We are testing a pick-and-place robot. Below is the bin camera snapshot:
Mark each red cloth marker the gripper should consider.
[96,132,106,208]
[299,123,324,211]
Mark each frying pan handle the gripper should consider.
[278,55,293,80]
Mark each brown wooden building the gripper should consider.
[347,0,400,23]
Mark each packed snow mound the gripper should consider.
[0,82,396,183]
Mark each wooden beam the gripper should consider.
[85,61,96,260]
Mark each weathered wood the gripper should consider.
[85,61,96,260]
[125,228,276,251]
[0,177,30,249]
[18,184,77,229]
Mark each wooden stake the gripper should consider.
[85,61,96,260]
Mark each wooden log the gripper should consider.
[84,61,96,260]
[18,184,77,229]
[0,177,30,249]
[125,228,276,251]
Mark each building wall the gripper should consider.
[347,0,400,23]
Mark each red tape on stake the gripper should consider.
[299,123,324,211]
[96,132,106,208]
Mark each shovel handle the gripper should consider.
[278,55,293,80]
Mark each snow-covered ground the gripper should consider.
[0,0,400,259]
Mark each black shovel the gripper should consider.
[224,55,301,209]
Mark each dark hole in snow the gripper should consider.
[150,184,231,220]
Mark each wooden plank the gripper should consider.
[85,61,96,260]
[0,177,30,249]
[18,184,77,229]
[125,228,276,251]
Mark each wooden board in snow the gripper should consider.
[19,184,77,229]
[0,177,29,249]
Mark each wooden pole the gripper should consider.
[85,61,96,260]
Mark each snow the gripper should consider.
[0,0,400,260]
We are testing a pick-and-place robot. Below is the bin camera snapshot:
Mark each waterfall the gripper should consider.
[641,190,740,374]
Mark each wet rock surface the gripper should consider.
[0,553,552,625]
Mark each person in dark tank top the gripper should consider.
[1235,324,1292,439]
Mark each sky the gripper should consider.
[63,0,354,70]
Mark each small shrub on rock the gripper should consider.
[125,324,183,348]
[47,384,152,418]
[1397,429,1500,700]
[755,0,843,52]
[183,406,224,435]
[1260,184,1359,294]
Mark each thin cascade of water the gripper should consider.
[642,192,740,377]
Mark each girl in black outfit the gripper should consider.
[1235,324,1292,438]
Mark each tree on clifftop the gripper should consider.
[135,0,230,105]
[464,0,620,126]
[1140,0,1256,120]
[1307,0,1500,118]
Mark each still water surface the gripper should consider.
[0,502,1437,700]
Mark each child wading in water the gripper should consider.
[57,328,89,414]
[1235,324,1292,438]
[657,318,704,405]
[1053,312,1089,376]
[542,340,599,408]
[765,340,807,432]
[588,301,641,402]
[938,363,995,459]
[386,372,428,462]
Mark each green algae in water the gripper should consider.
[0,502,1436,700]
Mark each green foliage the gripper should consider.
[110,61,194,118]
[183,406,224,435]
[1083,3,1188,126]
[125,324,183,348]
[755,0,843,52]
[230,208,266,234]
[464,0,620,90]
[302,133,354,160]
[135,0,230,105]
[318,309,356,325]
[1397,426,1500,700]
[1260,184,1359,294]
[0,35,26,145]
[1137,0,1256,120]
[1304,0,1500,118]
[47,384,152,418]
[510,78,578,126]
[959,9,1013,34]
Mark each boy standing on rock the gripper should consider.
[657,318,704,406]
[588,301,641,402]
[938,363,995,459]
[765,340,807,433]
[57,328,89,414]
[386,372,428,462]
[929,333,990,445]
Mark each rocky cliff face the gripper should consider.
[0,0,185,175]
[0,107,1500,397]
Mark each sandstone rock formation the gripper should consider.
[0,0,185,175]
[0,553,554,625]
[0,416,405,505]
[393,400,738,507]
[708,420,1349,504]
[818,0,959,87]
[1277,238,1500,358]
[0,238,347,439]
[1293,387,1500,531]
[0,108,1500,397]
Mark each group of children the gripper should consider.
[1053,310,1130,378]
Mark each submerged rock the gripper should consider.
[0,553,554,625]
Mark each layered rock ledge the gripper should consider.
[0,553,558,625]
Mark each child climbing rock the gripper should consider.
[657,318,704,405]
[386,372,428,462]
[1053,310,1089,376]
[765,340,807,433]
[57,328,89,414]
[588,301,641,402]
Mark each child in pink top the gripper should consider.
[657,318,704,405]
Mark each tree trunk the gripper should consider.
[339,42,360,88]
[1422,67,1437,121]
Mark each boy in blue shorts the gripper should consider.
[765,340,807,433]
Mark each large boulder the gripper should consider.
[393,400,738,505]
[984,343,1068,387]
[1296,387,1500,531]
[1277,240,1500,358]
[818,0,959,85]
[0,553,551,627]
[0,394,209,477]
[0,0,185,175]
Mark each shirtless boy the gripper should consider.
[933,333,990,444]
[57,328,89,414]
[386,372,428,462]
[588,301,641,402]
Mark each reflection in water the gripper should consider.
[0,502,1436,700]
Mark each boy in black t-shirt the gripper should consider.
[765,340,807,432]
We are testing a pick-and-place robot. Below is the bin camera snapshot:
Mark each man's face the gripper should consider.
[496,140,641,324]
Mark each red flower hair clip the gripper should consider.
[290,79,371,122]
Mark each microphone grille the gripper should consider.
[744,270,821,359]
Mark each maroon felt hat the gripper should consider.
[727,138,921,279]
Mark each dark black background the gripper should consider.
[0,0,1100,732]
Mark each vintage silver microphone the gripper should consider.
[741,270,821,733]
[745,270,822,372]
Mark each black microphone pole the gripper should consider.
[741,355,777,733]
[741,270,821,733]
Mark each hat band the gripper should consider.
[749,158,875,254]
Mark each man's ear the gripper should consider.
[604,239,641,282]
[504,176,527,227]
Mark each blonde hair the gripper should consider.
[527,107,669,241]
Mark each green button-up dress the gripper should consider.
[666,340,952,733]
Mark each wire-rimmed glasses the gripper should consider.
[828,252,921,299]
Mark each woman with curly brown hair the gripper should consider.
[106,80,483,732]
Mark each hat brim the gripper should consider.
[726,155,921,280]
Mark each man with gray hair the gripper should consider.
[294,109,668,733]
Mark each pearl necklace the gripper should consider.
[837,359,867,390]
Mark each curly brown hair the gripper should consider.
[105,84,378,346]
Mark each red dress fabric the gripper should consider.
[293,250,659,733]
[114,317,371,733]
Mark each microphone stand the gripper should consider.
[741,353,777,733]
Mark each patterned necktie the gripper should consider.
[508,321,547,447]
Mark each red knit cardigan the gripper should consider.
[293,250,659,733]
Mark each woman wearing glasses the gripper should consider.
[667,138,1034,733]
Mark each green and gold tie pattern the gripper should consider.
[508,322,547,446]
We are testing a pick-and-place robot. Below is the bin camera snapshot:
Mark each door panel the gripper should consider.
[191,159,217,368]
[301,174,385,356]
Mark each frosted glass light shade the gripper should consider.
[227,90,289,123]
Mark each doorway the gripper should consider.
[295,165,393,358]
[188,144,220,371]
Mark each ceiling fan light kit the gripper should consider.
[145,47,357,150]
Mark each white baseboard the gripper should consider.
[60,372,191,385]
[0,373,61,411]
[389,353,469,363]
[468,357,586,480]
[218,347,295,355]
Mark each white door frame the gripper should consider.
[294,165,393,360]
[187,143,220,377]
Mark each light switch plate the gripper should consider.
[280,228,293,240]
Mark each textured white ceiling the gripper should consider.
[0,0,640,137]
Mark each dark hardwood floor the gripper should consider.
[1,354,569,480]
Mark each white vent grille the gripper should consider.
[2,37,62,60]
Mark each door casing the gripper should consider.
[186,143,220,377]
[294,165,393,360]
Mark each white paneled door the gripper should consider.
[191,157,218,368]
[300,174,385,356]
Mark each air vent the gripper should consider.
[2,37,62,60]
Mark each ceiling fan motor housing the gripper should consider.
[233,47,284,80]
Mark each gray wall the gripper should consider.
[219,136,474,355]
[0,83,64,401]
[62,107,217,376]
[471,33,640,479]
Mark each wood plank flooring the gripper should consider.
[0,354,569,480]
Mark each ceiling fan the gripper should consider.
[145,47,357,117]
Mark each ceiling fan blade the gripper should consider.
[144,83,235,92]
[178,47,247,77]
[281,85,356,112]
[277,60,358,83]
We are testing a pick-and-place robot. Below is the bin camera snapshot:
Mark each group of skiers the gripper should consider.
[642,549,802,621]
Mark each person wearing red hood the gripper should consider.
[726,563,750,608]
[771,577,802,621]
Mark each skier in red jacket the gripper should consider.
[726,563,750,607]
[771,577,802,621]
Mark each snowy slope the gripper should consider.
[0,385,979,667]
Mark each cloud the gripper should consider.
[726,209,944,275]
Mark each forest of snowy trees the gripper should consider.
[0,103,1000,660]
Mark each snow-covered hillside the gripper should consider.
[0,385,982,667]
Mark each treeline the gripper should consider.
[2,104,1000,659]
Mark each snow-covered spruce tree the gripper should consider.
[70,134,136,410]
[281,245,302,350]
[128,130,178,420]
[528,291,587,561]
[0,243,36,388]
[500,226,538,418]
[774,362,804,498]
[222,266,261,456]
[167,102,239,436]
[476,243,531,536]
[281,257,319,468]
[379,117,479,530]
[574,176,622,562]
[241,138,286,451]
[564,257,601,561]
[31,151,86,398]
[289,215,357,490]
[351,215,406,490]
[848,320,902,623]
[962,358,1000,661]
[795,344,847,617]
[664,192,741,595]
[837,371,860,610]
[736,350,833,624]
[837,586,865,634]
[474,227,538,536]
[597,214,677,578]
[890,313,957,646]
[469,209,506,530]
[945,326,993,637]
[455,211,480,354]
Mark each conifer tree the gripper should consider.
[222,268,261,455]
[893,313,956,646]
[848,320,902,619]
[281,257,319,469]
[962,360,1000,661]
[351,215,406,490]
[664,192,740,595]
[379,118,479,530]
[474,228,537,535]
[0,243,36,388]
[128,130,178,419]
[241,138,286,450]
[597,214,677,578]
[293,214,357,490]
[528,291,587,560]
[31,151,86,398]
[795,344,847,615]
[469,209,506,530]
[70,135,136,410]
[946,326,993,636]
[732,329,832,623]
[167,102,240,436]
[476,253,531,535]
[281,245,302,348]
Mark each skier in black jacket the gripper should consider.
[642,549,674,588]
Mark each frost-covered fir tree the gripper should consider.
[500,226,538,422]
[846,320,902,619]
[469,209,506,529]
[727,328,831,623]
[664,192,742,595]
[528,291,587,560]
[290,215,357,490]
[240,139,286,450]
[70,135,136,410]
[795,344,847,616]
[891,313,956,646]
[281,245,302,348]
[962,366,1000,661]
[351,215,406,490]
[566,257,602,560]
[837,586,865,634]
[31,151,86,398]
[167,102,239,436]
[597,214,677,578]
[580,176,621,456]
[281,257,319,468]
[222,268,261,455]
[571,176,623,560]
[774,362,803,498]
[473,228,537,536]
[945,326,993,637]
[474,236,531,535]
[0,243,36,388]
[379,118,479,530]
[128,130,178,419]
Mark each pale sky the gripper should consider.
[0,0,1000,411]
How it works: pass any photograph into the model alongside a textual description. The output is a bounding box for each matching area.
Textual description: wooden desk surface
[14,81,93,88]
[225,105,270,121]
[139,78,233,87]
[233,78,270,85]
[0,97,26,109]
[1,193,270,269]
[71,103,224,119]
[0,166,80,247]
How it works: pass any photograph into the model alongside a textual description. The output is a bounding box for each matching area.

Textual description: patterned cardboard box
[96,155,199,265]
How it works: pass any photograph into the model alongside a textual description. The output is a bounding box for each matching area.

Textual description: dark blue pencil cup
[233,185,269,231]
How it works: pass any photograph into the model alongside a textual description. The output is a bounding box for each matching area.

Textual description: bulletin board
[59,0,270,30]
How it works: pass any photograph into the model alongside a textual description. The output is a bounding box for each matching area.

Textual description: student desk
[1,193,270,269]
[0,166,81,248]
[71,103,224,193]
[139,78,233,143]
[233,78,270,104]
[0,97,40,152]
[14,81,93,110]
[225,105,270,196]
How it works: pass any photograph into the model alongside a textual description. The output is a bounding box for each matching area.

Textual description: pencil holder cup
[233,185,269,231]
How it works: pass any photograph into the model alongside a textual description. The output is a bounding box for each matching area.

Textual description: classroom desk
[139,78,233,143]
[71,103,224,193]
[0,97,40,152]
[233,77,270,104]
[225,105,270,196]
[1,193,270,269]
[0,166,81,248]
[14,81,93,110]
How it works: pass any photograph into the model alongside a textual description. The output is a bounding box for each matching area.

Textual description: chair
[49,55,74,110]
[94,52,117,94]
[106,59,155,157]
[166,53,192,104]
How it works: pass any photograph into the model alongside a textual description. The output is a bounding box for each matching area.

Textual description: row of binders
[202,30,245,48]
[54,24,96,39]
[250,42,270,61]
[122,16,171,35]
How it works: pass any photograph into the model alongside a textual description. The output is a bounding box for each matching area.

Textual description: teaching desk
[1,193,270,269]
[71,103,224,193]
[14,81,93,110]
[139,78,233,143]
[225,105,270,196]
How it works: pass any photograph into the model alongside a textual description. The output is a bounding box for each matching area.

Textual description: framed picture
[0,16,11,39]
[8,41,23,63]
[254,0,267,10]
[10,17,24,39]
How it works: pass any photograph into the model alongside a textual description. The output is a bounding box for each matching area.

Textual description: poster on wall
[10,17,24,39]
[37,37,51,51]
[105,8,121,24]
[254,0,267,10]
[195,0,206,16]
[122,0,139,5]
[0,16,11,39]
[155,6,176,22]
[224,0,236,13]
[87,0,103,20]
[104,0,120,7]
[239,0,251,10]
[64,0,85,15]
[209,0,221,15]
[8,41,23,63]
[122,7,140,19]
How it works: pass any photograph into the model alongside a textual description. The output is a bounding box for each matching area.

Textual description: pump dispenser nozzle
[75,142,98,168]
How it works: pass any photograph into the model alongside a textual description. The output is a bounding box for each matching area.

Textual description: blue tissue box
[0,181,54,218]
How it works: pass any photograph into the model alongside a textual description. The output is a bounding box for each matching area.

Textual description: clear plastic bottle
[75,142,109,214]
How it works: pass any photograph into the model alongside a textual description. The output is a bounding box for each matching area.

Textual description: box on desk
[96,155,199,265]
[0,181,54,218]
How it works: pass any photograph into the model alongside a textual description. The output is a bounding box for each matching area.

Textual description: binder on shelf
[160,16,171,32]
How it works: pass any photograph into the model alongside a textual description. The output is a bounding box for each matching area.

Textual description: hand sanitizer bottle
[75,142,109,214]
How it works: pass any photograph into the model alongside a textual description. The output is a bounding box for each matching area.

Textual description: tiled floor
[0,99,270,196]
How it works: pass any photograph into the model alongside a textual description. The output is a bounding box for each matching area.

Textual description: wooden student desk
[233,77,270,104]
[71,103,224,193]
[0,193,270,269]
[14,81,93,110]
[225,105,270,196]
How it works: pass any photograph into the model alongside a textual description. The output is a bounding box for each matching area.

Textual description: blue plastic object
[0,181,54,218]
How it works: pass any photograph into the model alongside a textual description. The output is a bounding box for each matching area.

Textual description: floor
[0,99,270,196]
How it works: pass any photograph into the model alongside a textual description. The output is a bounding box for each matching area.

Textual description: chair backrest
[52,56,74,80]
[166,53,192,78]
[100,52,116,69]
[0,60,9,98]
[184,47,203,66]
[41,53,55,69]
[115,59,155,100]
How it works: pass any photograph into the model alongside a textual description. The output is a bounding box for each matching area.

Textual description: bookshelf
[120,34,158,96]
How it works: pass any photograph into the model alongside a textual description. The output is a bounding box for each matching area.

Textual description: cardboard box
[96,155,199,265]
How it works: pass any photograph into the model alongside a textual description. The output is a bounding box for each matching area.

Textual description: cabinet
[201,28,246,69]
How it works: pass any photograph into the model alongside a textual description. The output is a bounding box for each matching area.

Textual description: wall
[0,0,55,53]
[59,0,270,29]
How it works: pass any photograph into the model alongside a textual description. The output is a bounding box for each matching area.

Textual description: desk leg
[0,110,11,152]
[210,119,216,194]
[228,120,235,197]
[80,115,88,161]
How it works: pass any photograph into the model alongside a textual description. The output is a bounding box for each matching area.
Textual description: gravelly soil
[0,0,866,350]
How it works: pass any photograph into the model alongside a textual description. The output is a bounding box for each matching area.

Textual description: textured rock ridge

****************

**BRIEF**
Count the lines of the data that contain the word "blue". Reply with the number alone.

**EXERCISE ANSWER**
4